__Required work__: Reproduce the records below line for line, without changing any wording, punctuation, or numbers.

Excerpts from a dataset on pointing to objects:
※
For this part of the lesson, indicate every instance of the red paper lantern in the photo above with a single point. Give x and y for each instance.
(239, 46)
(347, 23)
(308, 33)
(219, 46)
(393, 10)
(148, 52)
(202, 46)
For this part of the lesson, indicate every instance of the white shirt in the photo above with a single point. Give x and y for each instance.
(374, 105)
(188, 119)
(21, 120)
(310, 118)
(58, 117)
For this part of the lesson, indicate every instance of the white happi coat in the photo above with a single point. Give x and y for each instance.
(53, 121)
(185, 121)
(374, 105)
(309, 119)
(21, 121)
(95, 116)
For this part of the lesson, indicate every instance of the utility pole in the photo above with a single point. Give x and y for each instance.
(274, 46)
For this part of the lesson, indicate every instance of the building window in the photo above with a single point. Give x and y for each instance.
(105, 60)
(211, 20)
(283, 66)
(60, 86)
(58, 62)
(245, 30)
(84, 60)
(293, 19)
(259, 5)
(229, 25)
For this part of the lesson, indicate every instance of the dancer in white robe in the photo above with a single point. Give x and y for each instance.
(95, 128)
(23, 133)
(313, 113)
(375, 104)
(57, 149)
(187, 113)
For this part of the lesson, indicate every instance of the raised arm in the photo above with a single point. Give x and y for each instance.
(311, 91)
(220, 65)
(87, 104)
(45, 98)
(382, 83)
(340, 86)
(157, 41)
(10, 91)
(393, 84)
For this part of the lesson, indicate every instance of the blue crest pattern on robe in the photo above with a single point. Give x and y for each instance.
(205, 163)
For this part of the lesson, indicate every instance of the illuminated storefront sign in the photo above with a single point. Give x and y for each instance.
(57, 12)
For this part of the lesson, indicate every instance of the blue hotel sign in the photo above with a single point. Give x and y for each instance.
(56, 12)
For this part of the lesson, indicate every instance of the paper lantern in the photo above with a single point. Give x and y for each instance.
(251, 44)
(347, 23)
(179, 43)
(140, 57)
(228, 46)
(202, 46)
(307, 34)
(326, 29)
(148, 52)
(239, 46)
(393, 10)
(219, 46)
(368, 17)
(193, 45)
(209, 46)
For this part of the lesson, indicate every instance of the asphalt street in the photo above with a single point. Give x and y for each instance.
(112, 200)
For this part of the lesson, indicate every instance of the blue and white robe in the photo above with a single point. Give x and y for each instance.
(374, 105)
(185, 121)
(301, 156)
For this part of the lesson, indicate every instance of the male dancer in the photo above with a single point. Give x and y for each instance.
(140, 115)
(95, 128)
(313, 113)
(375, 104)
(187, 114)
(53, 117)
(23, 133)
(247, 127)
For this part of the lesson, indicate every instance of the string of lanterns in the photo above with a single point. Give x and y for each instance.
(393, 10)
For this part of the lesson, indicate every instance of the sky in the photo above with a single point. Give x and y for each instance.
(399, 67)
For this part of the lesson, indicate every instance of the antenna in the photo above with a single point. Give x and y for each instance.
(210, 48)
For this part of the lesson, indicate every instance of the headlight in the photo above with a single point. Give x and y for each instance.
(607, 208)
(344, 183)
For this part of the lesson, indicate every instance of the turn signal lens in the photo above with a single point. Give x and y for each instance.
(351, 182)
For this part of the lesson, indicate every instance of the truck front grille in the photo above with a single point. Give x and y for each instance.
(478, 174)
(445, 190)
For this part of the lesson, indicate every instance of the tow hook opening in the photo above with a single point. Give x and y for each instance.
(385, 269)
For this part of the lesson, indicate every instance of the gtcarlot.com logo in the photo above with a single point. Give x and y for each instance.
※
__Response to this exercise__:
For this part of the lesson, indicate every instance of the red paper lantern in the photo above with a single point. Give x and y for each instance.
(239, 46)
(347, 23)
(308, 33)
(219, 46)
(393, 10)
(148, 52)
(202, 46)
For this part of the lesson, indicate every instance of the white shirt in the photo above with a single point. Give x and y for each instance.
(374, 105)
(188, 119)
(21, 120)
(310, 118)
(58, 117)
For this part of the lesson, indicate every instance of the white happi coat in the photo above with a single point. Give x and y for each instance.
(53, 121)
(185, 121)
(374, 105)
(309, 119)
(21, 121)
(95, 116)
For this part of the lesson, indicate every instance of the utility pole in the photo above with a single point. Give x and y for each instance.
(274, 46)
For this part of the lesson, indicate every instance of the building window in the photo above with a single point. Give x and y for each instance.
(105, 60)
(211, 20)
(283, 66)
(60, 86)
(58, 62)
(245, 30)
(84, 60)
(293, 19)
(259, 5)
(229, 25)
For this part of the lesson, indicate every instance of the dancer in white robe in the photo above with a single point. Give x and y for each instance.
(95, 128)
(23, 133)
(313, 113)
(375, 104)
(57, 149)
(187, 113)
For this part of the lesson, indicate every instance of the raised arm in the photo above with a single point. Give x and y for each instance.
(311, 91)
(220, 65)
(87, 104)
(45, 98)
(382, 83)
(340, 86)
(157, 41)
(10, 91)
(393, 84)
For this part of the lesson, indicate every instance of the blue crest pattern on robe in the photo above with a single point. Give x and y for each instance.
(205, 163)
For this part of the lesson, indicate every instance of the illuminated storefront sign in the photo above with a single point. Give x and y for each instance.
(57, 12)
For this part of the lesson, indicate every instance of the blue hotel sign in the photo above with a single point. Give x and y for each instance.
(56, 12)
For this part of the lesson, indicate every instance of the paper lantern in the photo above with a single point. Give x and y for each instance.
(251, 44)
(347, 23)
(179, 43)
(140, 57)
(228, 46)
(202, 46)
(307, 34)
(326, 29)
(148, 52)
(239, 46)
(393, 10)
(219, 46)
(368, 17)
(193, 45)
(209, 46)
For this part of the lesson, indicate every instance of the asphalt street in the photo above with a single point. Give x and y for each instance.
(112, 200)
For this part of the lesson, indicate every instance of the blue and white robe in the photo above with a single point. Give x and y for each instance.
(374, 105)
(185, 121)
(301, 156)
For this part of the lesson, indicate every instance of the male dancer in the photo above with a single point. Give x and y for each instance.
(140, 115)
(95, 128)
(313, 113)
(375, 104)
(187, 114)
(53, 117)
(23, 133)
(247, 127)
For this part of the lesson, indicate every instance of the string of lanterns in the photo above with a single point. Give x and y for each instance.
(393, 10)
For this part of the lesson, indicate every instance of the sky in the photo above with a single point. Give x and y for each instance.
(399, 67)
For this part of the lesson, indicate every instance of the antenna in the photo above with a single point. Give x and y for each instance.
(210, 48)
For this part of the lesson, indicate every instance of the headlight in the photo above with a single point. Give x and y for each instance.
(607, 208)
(344, 183)
For this part of the lesson, indicate every instance of the turn signal lens in the photo above with a single point. Give x and y for each instance.
(351, 182)
For this part of the lesson, indicate every instance of the truck front grille in the photo above with a single point. Give x and y for each instance.
(478, 174)
(445, 190)
For this part of the lesson, indicate every instance of the tow hook opening in the photo above with a single point. Give x and y for each instance.
(385, 269)
For this part of the lesson, indicate every instance of the gtcarlot.com logo in the photo above with a single point. Give x and y for each instance.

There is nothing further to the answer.